Text segment:
***

Nationals like Safeguard cut off your work for no other reason than they got a new college kid in to run the department, or they lost your file. Couple months go by and they start sending you work again like nothing happened, and then the cycle repeats itself.


I don't mean to say it is easy to replace them, but relying on clowns like Safeguard is a death sentence. Eventually, the industry is going to change, and if they are your sole source of income, your going to go away too.


----------



## RichR (Sep 22, 2012)

Absolutely agree. Not a day goes by that I don't take steps to expand beyond the Nats. Not good to have all your eggs in 1 basket no matter who the Customer is, Nationals or otherwise.


----------



## Guest (Mar 5, 2012)

My market is saturated with contractors and I still only work for agents and homeowners. Keep pushing for the agents. Ideas like montana has to go the extra mile for them will pay off. The agents just want this stuff done. Make it easy for them and they will get onboard. Provide them with a few extras(that the banks pays for anyway) and they will want you.


----------



## mtmtnman (May 1, 2012)

mbobbish734 said:


> My market is saturated with contractors and I still only work for agents and homeowners. Keep pushing for the agents. Ideas like montana has to go the extra mile for them will pay off. The agents just want this stuff done. Make it easy for them and they will get onboard. Provide them with a few extras(that the banks pays for anyway) and they will want you.

***

Stated goal 1: Gather every line of the entries below that contains the word "hair".

[Records]
***

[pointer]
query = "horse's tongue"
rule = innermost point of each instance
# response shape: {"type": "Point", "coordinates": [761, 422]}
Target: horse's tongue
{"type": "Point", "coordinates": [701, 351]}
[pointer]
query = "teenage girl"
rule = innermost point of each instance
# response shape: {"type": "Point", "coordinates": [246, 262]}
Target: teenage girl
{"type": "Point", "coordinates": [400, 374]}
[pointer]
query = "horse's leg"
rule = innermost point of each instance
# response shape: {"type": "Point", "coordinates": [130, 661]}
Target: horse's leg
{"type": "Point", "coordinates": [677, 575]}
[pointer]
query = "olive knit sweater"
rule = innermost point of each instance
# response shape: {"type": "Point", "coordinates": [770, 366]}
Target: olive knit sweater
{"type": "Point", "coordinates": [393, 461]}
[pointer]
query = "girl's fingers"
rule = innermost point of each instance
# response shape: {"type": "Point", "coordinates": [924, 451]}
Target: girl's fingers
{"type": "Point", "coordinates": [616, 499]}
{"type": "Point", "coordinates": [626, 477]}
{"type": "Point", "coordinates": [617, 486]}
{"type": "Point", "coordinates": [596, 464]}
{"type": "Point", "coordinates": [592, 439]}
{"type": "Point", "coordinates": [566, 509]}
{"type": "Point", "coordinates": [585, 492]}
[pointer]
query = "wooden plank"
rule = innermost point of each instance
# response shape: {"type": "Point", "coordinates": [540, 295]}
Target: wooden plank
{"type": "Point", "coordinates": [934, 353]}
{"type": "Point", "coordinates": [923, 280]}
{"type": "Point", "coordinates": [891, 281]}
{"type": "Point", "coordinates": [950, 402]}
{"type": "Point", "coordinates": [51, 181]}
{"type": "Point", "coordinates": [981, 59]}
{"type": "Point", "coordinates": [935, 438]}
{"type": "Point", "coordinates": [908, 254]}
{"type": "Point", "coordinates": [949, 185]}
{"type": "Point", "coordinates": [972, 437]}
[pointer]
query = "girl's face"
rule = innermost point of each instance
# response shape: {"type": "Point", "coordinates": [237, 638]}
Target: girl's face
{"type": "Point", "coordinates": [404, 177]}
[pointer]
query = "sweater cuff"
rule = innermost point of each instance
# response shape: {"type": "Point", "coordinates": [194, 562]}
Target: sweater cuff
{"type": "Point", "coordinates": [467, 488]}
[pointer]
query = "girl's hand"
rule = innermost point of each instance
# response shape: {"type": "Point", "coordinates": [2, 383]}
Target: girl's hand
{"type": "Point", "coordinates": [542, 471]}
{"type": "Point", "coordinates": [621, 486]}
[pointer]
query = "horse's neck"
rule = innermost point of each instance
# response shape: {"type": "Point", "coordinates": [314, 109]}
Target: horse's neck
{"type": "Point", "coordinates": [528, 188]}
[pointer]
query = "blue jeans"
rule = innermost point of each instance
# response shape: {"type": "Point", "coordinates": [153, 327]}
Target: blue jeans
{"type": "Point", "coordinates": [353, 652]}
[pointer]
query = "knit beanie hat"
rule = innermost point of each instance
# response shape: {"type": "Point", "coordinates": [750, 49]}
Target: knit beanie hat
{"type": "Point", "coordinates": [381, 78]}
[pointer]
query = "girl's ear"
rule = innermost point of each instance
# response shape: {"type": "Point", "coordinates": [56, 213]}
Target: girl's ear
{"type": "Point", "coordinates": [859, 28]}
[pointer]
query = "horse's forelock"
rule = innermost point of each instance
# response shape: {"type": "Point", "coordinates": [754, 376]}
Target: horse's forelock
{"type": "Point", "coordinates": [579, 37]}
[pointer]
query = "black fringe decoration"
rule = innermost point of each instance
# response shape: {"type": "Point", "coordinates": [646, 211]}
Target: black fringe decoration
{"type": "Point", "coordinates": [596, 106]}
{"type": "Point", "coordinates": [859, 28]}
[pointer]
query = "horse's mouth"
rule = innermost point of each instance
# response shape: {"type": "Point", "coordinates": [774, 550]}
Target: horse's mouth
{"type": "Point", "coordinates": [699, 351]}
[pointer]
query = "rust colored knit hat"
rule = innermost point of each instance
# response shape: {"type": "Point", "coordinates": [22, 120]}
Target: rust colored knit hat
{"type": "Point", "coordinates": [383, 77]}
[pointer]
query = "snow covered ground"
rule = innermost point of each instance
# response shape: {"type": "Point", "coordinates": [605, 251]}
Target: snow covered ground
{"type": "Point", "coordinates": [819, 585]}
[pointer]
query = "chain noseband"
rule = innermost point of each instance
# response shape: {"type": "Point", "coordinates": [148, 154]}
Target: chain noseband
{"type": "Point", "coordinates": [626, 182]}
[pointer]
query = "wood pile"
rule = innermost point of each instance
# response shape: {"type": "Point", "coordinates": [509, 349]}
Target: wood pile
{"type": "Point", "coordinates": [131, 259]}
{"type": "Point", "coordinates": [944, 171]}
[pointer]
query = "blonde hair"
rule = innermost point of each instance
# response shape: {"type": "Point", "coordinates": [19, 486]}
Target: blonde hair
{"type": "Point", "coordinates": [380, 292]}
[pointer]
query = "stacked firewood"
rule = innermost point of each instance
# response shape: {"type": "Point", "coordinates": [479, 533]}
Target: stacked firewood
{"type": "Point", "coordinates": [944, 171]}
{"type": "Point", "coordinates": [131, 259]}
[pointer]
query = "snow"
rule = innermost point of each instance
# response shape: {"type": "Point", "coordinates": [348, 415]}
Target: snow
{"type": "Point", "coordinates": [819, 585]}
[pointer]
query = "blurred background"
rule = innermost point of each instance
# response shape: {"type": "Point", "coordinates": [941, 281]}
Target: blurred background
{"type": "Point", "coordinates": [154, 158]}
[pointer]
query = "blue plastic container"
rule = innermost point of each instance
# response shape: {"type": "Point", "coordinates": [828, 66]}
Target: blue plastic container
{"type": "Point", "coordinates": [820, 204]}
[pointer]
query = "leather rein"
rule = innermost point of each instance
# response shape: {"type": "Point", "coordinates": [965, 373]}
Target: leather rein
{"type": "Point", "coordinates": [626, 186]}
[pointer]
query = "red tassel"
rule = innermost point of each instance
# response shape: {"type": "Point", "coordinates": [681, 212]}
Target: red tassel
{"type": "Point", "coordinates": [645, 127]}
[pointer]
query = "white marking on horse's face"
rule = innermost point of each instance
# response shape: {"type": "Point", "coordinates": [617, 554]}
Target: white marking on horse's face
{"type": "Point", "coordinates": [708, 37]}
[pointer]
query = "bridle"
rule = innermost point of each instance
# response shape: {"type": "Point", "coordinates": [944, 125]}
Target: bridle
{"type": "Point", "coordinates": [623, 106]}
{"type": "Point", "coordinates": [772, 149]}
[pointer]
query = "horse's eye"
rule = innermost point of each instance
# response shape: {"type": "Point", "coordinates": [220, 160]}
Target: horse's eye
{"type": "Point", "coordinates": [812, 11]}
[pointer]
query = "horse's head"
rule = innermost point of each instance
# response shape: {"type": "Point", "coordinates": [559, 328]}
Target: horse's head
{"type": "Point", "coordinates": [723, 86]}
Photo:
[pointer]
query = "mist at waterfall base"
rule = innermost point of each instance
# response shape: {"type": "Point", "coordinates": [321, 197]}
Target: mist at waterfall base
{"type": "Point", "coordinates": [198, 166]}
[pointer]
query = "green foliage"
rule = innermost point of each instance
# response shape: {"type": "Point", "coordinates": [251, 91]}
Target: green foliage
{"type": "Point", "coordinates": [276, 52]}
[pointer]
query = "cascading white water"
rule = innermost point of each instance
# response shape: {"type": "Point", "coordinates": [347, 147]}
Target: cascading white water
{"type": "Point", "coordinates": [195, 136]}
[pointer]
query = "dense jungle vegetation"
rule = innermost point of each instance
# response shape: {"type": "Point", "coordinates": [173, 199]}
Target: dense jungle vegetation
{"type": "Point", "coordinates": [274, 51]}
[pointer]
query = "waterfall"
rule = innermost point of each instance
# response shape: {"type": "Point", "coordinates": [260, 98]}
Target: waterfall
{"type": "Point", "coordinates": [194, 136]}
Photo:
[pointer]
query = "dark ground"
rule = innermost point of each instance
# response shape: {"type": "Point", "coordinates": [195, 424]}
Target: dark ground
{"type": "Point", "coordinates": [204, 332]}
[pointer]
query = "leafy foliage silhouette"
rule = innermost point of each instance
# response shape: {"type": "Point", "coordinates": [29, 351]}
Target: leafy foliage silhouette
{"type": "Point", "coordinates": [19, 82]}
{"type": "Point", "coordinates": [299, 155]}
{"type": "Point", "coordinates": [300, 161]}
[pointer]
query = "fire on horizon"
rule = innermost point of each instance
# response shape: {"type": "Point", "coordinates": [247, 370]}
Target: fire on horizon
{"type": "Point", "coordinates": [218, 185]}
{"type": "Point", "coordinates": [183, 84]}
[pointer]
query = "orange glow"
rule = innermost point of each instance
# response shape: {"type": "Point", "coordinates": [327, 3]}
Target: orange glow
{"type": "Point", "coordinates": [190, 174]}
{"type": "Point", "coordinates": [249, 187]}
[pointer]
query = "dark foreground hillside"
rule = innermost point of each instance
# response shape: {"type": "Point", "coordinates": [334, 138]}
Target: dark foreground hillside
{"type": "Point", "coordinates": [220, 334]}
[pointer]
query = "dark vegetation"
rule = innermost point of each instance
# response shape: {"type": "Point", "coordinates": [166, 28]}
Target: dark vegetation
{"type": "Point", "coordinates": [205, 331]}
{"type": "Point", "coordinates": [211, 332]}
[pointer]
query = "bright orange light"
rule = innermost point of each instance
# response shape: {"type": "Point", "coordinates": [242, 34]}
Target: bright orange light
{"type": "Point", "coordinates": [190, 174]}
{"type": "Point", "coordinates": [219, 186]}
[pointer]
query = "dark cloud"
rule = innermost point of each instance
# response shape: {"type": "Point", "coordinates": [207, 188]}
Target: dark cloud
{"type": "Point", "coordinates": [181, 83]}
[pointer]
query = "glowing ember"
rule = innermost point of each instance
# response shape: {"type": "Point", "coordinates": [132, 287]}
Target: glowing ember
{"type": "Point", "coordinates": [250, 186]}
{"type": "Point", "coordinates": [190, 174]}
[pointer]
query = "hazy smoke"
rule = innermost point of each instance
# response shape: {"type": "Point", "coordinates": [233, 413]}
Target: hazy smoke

***

Stated goal 2: Reproduce verbatim the passage of the forum thread above between "Nationals like Safeguard" and "go away too.", inclusive.

Exercise result 1:
query = "blonde hair"
Target: blonde hair

Exercise result 2:
Nationals like Safeguard cut off your work for no other reason than they got a new college kid in to run the department, or they lost your file. Couple months go by and they start sending you work again like nothing happened, and then the cycle repeats itself.


I don't mean to say it is easy to replace them, but relying on clowns like Safeguard is a death sentence. Eventually, the industry is going to change, and if they are your sole source of income, your going to go away too.